# Directive
Can you arrange every line of the listing below as a JSON list of strings, one string per line, with blank lines left out?

# Material

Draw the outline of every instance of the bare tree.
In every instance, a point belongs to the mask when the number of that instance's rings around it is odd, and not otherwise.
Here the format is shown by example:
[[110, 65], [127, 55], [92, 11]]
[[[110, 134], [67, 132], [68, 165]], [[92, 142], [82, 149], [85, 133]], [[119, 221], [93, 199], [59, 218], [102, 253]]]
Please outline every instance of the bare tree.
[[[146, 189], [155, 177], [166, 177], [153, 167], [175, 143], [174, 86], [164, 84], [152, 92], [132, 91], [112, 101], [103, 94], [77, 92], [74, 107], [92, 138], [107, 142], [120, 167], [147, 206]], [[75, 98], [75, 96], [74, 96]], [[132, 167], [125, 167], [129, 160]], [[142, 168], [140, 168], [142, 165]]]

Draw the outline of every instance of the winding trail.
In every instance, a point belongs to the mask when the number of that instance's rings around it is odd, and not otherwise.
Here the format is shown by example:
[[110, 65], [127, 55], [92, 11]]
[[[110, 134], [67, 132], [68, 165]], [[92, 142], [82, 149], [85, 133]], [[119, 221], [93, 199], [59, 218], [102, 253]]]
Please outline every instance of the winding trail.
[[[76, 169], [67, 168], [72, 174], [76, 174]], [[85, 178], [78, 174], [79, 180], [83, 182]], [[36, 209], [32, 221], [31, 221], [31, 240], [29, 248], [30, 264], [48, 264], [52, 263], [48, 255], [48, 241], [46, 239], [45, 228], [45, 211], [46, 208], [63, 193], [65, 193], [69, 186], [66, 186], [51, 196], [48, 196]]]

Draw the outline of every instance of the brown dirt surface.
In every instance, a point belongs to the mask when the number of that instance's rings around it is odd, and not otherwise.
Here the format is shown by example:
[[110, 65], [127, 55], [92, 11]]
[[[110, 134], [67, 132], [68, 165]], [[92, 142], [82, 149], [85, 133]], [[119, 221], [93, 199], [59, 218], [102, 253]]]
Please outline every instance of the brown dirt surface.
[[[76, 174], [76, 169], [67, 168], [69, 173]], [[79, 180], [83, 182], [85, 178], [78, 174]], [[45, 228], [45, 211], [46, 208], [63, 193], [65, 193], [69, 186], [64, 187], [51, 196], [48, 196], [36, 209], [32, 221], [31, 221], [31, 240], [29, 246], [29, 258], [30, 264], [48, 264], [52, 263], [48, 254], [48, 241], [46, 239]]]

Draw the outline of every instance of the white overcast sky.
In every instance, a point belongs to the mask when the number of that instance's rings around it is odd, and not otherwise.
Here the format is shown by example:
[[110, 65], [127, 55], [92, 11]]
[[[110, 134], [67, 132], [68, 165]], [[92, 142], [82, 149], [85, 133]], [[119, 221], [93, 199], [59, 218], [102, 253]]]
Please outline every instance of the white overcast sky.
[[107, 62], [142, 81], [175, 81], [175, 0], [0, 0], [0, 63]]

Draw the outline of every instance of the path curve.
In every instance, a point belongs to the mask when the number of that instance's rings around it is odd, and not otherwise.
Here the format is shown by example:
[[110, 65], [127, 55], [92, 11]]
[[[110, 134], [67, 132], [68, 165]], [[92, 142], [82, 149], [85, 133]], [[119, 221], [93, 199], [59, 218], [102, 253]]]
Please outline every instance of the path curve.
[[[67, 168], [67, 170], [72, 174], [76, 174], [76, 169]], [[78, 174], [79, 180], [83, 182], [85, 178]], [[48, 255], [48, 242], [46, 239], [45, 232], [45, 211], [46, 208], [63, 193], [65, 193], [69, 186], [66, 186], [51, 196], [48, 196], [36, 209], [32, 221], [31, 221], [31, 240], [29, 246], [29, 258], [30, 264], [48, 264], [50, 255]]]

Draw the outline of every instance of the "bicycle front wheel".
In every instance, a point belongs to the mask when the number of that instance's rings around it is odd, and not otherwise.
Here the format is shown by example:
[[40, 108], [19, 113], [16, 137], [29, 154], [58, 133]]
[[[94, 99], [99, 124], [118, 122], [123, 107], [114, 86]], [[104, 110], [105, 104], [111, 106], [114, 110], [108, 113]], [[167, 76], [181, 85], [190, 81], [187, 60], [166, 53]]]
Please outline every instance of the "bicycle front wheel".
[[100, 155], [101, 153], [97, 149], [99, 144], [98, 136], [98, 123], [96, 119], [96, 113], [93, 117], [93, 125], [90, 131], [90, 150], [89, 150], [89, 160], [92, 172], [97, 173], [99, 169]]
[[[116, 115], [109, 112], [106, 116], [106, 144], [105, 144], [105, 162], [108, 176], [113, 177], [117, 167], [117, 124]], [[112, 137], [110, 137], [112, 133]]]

# Result of this exercise
[
  "Draw the outline of every instance of the bare tree.",
  "In every instance, a point belongs to the mask when the number of that instance's rings around it is odd, and not otherwise.",
  "Here the format is shown by example:",
  "[[110, 65], [127, 55], [92, 11]]",
  "[[[110, 134], [67, 132], [68, 165]], [[92, 142], [82, 149], [85, 133]], [[119, 221], [93, 199], [59, 218], [102, 253]]]",
  "Please outline every instance of the bare tree.",
  "[[[146, 189], [155, 177], [166, 177], [153, 167], [175, 143], [174, 86], [164, 84], [152, 92], [132, 91], [112, 101], [103, 94], [77, 92], [74, 107], [92, 138], [107, 142], [120, 167], [147, 206]], [[75, 98], [75, 96], [74, 96]], [[132, 167], [125, 167], [129, 160]], [[142, 168], [140, 168], [142, 165]]]",
  "Draw the outline of every instance of the winding trail.",
  "In every instance, a point belongs to the mask when the number of that instance's rings around it is odd, and not otherwise.",
  "Here the format is shown by example:",
  "[[110, 65], [127, 55], [92, 11]]",
  "[[[110, 134], [67, 132], [68, 165]], [[92, 142], [82, 149], [85, 133]], [[119, 221], [93, 199], [59, 218], [102, 253]]]",
  "Please outline every instance of the winding trail.",
  "[[[76, 169], [67, 168], [72, 174], [76, 174]], [[85, 178], [78, 174], [79, 180], [83, 182]], [[36, 209], [32, 221], [31, 221], [31, 240], [29, 248], [30, 264], [48, 264], [52, 263], [48, 255], [48, 241], [46, 239], [45, 228], [45, 211], [46, 208], [63, 193], [65, 193], [69, 186], [66, 186], [51, 196], [48, 196]]]",
  "Draw the outline of every instance of the brown dirt surface.",
  "In every instance, a point belongs to the mask when the number of that instance's rings around it is odd, and not otherwise.",
  "Here the format is shown by example:",
  "[[110, 65], [127, 55], [92, 11]]",
  "[[[110, 134], [67, 132], [68, 165]], [[92, 142], [82, 149], [85, 133]], [[119, 221], [93, 199], [59, 218], [102, 253]]]",
  "Please outline every instance of the brown dirt surface.",
  "[[[76, 174], [76, 169], [67, 168], [69, 173]], [[79, 180], [83, 182], [85, 178], [78, 174]], [[45, 228], [45, 211], [46, 208], [63, 193], [65, 193], [69, 186], [64, 187], [51, 196], [48, 196], [36, 209], [32, 221], [31, 221], [31, 240], [29, 246], [29, 258], [30, 264], [48, 264], [52, 263], [48, 254], [48, 241], [46, 239]]]",
  "Draw the outline of every instance of the white overcast sky.",
  "In every instance, a point belongs to the mask when the number of that instance's rings around it is odd, and not otherwise.",
  "Here the format is shown by example:",
  "[[110, 65], [127, 55], [92, 11]]",
  "[[[110, 134], [67, 132], [68, 165]], [[92, 142], [82, 149], [85, 133]], [[119, 221], [93, 199], [59, 218], [102, 253]]]",
  "Please outline every instance of the white overcast sky.",
  "[[107, 62], [142, 81], [175, 81], [175, 0], [0, 0], [0, 63]]",
  "Draw the outline of every instance of the path curve.",
  "In every instance, a point belongs to the mask when the number of that instance's rings around it is odd, and not otherwise.",
  "Here the format is shown by example:",
  "[[110, 65], [127, 55], [92, 11]]",
  "[[[110, 134], [67, 132], [68, 165]], [[92, 142], [82, 149], [85, 133]], [[119, 221], [93, 199], [59, 218], [102, 253]]]",
  "Please outline every instance of the path curve.",
  "[[[67, 168], [67, 170], [72, 174], [76, 174], [76, 169]], [[78, 174], [79, 180], [83, 182], [85, 178]], [[48, 255], [48, 242], [46, 239], [45, 232], [45, 211], [46, 208], [63, 193], [65, 193], [69, 186], [66, 186], [51, 196], [48, 196], [36, 209], [32, 221], [31, 221], [31, 240], [29, 246], [29, 258], [30, 264], [48, 264], [50, 255]]]",
  "Draw the outline of every instance of the \"bicycle front wheel\".",
  "In every instance, a point belongs to the mask when the number of that instance's rings around it is odd, and not otherwise.",
  "Here the format is shown by example:",
  "[[40, 108], [19, 113], [16, 137], [29, 154], [58, 133]]",
  "[[[94, 99], [99, 124], [118, 122], [123, 107], [114, 86]], [[104, 110], [105, 104], [111, 106], [114, 110], [108, 113]], [[167, 76], [181, 85], [190, 81], [187, 60], [166, 53]]]",
  "Please outline every instance of the \"bicycle front wheel\".",
  "[[100, 155], [101, 153], [97, 149], [99, 144], [98, 136], [98, 123], [96, 119], [96, 113], [93, 117], [93, 125], [90, 131], [90, 150], [89, 150], [89, 160], [92, 172], [97, 173], [99, 169]]",
  "[[[116, 115], [109, 112], [106, 116], [106, 144], [105, 144], [105, 162], [108, 176], [113, 177], [117, 167], [117, 124]], [[112, 137], [110, 137], [112, 133]]]"
]